Region pointing data:

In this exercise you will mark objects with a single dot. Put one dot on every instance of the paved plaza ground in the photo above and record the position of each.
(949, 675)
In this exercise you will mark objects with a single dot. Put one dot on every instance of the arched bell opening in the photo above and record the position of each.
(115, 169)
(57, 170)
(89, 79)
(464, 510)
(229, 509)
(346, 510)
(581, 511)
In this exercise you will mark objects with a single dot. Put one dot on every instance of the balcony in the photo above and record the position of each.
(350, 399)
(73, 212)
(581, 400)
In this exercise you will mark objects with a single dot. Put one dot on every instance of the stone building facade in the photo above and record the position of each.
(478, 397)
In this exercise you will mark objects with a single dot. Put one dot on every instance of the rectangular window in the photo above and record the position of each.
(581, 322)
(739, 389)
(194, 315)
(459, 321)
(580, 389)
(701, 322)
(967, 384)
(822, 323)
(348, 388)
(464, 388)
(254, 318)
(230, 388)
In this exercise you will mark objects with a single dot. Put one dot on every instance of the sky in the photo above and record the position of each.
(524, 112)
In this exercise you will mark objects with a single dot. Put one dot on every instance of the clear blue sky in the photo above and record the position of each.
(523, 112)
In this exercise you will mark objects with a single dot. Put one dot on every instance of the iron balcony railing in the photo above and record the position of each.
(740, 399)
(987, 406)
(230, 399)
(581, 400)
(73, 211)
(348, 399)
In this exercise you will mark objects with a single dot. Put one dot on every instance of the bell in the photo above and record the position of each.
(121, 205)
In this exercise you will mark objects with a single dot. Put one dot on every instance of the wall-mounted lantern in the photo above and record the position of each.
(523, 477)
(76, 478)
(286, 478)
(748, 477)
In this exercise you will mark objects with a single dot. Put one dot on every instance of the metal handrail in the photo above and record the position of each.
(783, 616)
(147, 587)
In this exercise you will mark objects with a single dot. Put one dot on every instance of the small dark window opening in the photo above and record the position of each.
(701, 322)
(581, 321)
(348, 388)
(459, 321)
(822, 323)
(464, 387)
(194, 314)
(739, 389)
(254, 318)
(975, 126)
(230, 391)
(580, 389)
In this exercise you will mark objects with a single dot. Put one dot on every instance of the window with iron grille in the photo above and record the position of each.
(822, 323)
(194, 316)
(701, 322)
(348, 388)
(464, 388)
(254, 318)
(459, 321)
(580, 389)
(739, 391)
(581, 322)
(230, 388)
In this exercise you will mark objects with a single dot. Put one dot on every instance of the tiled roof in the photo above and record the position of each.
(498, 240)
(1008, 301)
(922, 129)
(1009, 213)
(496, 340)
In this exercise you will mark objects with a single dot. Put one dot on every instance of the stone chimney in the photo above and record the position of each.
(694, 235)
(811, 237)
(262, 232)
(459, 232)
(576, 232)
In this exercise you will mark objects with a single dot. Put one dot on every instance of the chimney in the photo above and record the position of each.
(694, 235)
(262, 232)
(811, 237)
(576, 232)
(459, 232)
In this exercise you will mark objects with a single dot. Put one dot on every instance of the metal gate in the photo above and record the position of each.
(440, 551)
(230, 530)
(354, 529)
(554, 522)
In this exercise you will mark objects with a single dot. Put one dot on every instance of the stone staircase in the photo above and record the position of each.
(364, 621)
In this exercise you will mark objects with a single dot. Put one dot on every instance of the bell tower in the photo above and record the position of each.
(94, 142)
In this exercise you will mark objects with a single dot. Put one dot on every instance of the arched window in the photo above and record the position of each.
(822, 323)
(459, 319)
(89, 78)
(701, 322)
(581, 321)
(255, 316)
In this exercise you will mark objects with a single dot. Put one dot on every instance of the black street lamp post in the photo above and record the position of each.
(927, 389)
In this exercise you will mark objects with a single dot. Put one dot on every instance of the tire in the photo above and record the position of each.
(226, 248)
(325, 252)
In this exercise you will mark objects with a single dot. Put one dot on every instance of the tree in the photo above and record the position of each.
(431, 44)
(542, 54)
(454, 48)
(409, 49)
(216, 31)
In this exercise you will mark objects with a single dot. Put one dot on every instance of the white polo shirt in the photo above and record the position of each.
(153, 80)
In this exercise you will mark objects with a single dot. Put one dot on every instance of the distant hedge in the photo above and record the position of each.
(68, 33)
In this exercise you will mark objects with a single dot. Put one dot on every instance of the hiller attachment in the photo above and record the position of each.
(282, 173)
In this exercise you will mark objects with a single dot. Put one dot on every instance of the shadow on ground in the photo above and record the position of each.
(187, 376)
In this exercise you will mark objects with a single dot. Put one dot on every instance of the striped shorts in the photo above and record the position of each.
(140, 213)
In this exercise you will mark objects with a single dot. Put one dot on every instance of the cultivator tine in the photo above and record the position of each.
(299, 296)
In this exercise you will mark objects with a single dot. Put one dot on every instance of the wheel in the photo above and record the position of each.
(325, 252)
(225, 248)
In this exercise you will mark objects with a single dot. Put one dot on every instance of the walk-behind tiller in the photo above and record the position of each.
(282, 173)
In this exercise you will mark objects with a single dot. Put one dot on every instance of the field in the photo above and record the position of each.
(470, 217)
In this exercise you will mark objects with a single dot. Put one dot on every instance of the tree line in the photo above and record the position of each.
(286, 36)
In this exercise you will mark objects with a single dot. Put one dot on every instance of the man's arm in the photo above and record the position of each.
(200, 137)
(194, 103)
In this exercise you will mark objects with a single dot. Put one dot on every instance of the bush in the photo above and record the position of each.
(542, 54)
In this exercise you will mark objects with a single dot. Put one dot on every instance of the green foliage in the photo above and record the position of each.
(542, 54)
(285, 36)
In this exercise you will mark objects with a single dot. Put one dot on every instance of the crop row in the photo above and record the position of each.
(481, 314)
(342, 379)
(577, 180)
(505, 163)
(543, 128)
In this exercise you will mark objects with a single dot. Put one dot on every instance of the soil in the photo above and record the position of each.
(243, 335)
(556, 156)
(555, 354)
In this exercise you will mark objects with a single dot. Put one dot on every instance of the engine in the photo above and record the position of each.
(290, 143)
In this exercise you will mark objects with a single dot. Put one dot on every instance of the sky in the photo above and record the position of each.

▶ _TASK DESCRIPTION_:
Output only the lines from the line that contains "of the engine" through the end of the entries, both included, exactly as they appear.

▶ _FINISHED EXERCISE_:
In this exercise you will mark objects with a single dot. Put one dot on every instance of the engine in the photo above and record the position of each.
(290, 143)
In this exercise you will mark objects with a single dot. Put one dot on every instance of the sky in the photo above and record the position of each.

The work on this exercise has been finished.